**DATA RECORDS:**
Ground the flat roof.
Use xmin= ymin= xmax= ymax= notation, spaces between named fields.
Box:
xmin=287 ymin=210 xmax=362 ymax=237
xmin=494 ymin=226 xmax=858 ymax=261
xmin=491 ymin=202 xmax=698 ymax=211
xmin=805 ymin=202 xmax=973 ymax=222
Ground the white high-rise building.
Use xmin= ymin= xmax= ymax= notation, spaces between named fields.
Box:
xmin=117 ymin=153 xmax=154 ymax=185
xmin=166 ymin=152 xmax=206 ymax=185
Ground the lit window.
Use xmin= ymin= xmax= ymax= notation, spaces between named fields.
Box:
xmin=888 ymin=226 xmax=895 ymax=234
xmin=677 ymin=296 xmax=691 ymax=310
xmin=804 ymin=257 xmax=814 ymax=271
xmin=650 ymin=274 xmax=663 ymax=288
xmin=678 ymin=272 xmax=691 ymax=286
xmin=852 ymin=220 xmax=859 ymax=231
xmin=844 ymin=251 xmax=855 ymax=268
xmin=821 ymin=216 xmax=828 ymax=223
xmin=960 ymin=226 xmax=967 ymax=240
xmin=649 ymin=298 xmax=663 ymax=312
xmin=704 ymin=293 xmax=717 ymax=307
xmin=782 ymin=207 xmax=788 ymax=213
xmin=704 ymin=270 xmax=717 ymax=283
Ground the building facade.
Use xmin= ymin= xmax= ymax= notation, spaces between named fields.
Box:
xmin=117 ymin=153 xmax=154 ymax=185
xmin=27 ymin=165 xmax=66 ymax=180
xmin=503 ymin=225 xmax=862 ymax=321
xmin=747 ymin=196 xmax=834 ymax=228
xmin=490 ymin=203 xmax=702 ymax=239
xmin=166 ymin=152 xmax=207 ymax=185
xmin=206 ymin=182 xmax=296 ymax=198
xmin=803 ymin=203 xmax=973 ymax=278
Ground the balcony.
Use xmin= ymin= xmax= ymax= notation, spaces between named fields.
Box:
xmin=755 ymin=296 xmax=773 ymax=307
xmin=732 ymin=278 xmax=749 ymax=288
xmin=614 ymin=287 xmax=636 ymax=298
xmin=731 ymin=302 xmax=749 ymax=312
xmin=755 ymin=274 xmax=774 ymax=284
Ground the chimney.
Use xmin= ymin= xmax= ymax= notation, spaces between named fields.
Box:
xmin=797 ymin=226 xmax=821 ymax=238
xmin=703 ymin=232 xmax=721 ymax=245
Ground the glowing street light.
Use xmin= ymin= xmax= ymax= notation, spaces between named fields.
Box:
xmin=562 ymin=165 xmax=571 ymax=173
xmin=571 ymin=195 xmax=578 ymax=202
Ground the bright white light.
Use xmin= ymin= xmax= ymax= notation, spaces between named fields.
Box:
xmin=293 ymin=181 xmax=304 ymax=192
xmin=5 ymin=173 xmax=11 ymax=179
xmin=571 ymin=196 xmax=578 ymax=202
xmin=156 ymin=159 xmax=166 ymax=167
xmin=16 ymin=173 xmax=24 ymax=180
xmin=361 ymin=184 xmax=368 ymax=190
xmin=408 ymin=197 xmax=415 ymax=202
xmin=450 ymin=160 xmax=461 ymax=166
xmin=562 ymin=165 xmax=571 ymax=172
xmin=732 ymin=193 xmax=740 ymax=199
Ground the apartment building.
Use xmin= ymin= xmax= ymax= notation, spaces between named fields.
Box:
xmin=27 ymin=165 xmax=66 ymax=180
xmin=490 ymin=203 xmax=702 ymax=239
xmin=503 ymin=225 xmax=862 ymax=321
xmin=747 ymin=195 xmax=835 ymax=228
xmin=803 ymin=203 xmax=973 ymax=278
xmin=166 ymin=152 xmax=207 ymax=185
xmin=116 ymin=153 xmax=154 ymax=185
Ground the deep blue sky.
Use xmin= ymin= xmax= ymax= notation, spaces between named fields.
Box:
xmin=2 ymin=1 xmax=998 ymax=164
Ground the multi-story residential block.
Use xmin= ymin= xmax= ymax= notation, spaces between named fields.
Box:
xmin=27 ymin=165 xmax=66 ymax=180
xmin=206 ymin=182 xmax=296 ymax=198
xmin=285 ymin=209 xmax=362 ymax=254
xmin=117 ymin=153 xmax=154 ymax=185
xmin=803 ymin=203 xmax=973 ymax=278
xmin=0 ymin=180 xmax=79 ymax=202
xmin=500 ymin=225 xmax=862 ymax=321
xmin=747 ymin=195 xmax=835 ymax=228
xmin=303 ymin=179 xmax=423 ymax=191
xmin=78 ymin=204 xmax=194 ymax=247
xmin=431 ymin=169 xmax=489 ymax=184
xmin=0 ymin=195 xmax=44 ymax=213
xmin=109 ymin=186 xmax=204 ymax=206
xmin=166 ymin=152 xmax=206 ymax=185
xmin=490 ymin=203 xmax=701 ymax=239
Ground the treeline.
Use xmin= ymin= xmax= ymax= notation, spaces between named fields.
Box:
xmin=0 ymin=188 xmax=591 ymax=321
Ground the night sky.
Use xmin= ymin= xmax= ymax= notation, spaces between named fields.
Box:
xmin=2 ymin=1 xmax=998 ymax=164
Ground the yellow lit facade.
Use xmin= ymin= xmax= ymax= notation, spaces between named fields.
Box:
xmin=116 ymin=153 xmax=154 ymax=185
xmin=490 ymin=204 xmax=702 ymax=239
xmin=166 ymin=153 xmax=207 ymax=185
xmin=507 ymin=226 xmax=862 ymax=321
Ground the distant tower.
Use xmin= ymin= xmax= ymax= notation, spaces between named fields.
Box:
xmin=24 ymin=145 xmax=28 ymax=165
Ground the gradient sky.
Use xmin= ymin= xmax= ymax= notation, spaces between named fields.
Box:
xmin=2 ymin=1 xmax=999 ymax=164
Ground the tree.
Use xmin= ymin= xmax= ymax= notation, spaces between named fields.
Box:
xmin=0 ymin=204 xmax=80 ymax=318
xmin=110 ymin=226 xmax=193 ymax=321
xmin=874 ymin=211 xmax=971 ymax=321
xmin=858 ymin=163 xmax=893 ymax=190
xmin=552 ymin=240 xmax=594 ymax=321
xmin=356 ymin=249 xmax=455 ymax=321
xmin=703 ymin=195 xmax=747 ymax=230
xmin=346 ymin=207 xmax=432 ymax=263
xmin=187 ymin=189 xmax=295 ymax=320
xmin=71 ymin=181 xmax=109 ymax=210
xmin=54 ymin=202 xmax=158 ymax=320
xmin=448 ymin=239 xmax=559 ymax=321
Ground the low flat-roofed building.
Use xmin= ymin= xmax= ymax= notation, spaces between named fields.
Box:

**EXERCISE DIRECTIONS:** For every line in the listing above that contains "flat", copy that line.

**ANSWER:**
Ground the flat roof.
Ground the low flat-roofed building.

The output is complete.